Apart from being responsible for supplying marine fuel through
self-bunkering, Heron Marine was also liable for all local costs,
agency fees, superintendent fees and inspection costs.
[14]
It is common cause that the applicants neglected to register the
bunkering operations with the relevant local regulatory and
tax
authorities. They made an
ex post facto
approach to SARS in
2022 (some two years after having commenced the operations) in an
attempt to regularise the operations. SARS
was unaware of the
operations up to that stage. The potential consequences of their
neglect as well as the resultant outstanding
obligations of the
applicants are the subject of ongoing interaction between them and
SARS. This does not require further
attention in these
proceedings which relate, as indicated, to a review of certain
decisions and/or conduct of SARS relating to
the detention of the
vessels and fuel.
[15]
On all accounts the bunkering operations were extensive in scope.
Applicants’ counsel indicated from the bar that it
counted
among the biggest of such operations world-wide. The estimated loss
presently being suffered while the operations are interrupted
is
stated to amount to approximately R300 million per month. SARS has
estimated that the loss of revenue suffered by the fiscus
amounts to
approximately R7 billion. Suffice it is to say that this
unwholesome situation would in all likelihood have been
averted, if
the applicants had approached SARS for clarity and guidance prior to
and not two years after the commencement of the
bunkering operations.
------------------------------------------------------------------------
● **GIVEN REQUEST 1**
Transcribe the bunkering excerpt from "Apart from being" to "and inspection costs.".
● **GIVEN REQUEST 2**
Answer these questions from the bunkering excerpt:
(a) In what year did the applicants approach SARS?
(b) What is the estimated loss per month while the operations are interrupted?
(c) What did SARS estimate the loss of revenue to the fiscus to be?
● **GIVEN REQUEST 3**
Explain, as the bunkering excerpt does, why the applicants' outstanding obligations need no further attention in these proceedings.
Rely solely on the bunkering excerpt, with no outside knowledge.

● **DATA LINES**
------------------------------------------------------------------------
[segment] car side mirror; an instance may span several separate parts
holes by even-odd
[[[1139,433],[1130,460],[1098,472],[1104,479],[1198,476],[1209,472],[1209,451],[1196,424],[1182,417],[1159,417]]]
------------------------------------------------------------------------
● **WORKED ANSWER 1**
Apart from being responsible for supplying marine fuel through
self-bunkering, Heron Marine was also liable for all local costs,
agency fees, superintendent fees and inspection costs.

● **WORKED ANSWER 2**
(a) 2022
(b) Approximately R300 million per month
(c) Approximately R7 billion

● **WORKED ANSWER 3**
The proceedings concern a review of certain decisions and/or conduct of SARS relating to the detention of the vessels and fuel. The applicants' obligations are instead the subject of ongoing interaction between them and SARS.